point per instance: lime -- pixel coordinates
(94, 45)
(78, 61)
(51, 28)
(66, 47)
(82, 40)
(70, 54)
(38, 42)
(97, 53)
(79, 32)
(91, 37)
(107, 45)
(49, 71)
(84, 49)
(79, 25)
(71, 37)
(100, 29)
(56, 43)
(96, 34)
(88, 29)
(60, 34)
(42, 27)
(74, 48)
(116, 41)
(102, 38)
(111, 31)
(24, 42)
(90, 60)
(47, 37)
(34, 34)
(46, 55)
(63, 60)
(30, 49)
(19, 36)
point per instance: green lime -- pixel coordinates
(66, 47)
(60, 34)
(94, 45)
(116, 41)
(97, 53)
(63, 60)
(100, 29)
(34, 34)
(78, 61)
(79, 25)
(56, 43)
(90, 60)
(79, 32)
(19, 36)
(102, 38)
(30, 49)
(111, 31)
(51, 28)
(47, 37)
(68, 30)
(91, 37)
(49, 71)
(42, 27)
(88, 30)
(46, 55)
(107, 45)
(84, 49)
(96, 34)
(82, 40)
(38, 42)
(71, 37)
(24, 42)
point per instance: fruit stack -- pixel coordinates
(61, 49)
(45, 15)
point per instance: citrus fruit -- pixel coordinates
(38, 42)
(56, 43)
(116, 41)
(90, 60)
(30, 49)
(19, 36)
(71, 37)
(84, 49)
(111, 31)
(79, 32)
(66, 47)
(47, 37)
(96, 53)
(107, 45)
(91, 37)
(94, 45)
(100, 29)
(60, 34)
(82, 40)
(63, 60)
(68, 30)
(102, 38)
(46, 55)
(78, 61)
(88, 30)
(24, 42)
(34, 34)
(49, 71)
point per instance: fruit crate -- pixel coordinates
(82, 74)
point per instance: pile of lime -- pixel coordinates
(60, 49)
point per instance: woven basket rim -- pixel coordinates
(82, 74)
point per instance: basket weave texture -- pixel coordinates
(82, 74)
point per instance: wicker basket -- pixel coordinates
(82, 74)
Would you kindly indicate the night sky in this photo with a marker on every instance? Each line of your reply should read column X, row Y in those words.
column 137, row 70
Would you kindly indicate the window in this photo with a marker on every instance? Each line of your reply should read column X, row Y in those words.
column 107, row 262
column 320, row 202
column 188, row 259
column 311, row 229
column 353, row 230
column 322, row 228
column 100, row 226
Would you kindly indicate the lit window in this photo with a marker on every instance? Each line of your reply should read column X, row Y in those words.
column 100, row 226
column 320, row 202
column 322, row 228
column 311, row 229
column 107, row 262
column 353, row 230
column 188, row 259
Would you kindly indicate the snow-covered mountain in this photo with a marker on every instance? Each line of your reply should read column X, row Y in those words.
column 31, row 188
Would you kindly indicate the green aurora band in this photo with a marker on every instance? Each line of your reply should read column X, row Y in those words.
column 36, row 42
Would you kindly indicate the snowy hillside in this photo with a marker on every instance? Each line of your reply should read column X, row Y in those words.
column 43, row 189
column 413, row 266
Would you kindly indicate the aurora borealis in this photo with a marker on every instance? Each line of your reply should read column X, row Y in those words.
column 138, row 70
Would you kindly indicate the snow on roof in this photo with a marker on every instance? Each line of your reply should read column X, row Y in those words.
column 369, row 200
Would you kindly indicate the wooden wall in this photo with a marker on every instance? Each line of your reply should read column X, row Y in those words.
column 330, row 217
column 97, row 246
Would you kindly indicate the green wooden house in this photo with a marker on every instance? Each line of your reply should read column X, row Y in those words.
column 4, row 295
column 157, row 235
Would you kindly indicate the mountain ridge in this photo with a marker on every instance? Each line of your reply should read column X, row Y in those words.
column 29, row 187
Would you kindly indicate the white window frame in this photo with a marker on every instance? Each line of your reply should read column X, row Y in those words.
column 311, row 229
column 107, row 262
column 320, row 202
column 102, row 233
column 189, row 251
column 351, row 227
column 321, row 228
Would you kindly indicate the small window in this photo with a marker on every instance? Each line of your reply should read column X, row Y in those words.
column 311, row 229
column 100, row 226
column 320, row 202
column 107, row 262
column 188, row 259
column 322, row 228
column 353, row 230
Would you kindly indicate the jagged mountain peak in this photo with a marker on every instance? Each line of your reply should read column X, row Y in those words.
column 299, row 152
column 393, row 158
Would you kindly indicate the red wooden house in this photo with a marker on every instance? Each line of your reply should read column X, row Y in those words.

§ §

Print out all of the records above, word for word.

EXERCISE ANSWER
point per instance: lime -- pixel coordinates
(94, 45)
(78, 61)
(51, 28)
(66, 47)
(82, 40)
(70, 54)
(38, 42)
(97, 53)
(79, 32)
(91, 37)
(107, 45)
(49, 71)
(84, 49)
(79, 25)
(71, 37)
(100, 29)
(56, 43)
(96, 34)
(88, 29)
(60, 34)
(42, 27)
(74, 48)
(116, 41)
(102, 38)
(111, 31)
(24, 42)
(90, 60)
(47, 37)
(34, 34)
(46, 55)
(63, 60)
(30, 49)
(19, 36)
point per instance: green lime -- pixel coordinates
(66, 47)
(60, 34)
(94, 45)
(116, 41)
(97, 53)
(63, 60)
(100, 29)
(34, 34)
(78, 61)
(79, 25)
(56, 43)
(90, 60)
(79, 32)
(19, 36)
(102, 38)
(30, 49)
(111, 31)
(51, 28)
(47, 37)
(68, 30)
(91, 37)
(49, 71)
(42, 27)
(88, 30)
(46, 55)
(107, 45)
(84, 49)
(96, 34)
(82, 40)
(38, 42)
(71, 37)
(24, 42)
point per instance: fruit stack -- pixel coordinates
(61, 49)
(45, 15)
point per instance: citrus fruit -- pixel coordinates
(38, 42)
(56, 43)
(116, 41)
(90, 60)
(30, 49)
(19, 36)
(71, 37)
(84, 49)
(111, 31)
(79, 32)
(66, 47)
(47, 37)
(96, 53)
(107, 45)
(91, 37)
(94, 45)
(100, 29)
(60, 34)
(82, 40)
(63, 60)
(68, 30)
(102, 38)
(46, 55)
(78, 61)
(88, 30)
(24, 42)
(34, 34)
(49, 71)
point per instance: fruit crate -- pixel coordinates
(82, 74)
point per instance: pile of lime -- pixel coordinates
(60, 49)
point per instance: woven basket rim -- pixel coordinates
(82, 74)
point per instance: basket weave texture -- pixel coordinates
(82, 74)
point per instance: wicker basket -- pixel coordinates
(82, 74)
Would you kindly indicate the night sky in this photo with a marker on every instance? Each line of your reply should read column X, row Y in those words.
column 137, row 70
Would you kindly indicate the window in this photo with a marker on every instance? Each line of your reply should read column X, row Y in those words.
column 107, row 262
column 320, row 202
column 188, row 259
column 311, row 229
column 353, row 230
column 322, row 228
column 100, row 226
Would you kindly indicate the lit window in this photo with a marker on every instance? Each line of your reply should read column X, row Y in those words.
column 100, row 226
column 320, row 202
column 322, row 228
column 311, row 229
column 107, row 262
column 353, row 230
column 188, row 259
Would you kindly indicate the snow-covered mountain in this photo with a marker on every instance? Each line of your reply should read column X, row Y in those words.
column 31, row 188
Would you kindly indicate the green aurora band in this photo with a marker on every instance? Each line of your reply should read column X, row Y in those words.
column 36, row 42
Would you kindly indicate the snowy hillside in this photo with a marker on every instance? Each line of your reply should read column X, row Y in those words.
column 43, row 189
column 413, row 266
Would you kindly indicate the aurora borealis in this photo with a marker on every instance? Each line of your reply should read column X, row Y in those words.
column 138, row 70
Would you kindly indicate the snow on roof in this photo with a marker on every instance? Each line of your reply should read column X, row Y in those words.
column 369, row 200
Would you kindly indicate the wooden wall in this photo with a marker on every instance? Each line of your reply should read column X, row Y in those words.
column 330, row 217
column 97, row 246
Would you kindly indicate the green wooden house in this photo with a marker on every instance? Each line of your reply should read column X, row Y in those words.
column 4, row 295
column 157, row 235
Would you kindly indicate the mountain ridge in this photo with a marker on every instance? Each line of your reply should read column X, row Y in those words.
column 29, row 187
Would you kindly indicate the white window frame in this photo with a marker on every instance? Each line of your reply should read column X, row Y in those words.
column 311, row 229
column 107, row 262
column 320, row 202
column 102, row 233
column 189, row 251
column 351, row 227
column 321, row 228
Would you kindly indicate the small window in this photo with a marker on every instance? Each line of your reply should read column X, row Y in those words.
column 311, row 229
column 100, row 226
column 320, row 202
column 107, row 262
column 188, row 259
column 322, row 228
column 353, row 230
Would you kindly indicate the jagged mountain peak in this photo with a marker on every instance? Each line of your reply should read column X, row Y in those words.
column 299, row 152
column 393, row 158
Would you kindly indicate the red wooden house in this photo with a marker on every instance? Each line of your reply should read column X, row Y in those words.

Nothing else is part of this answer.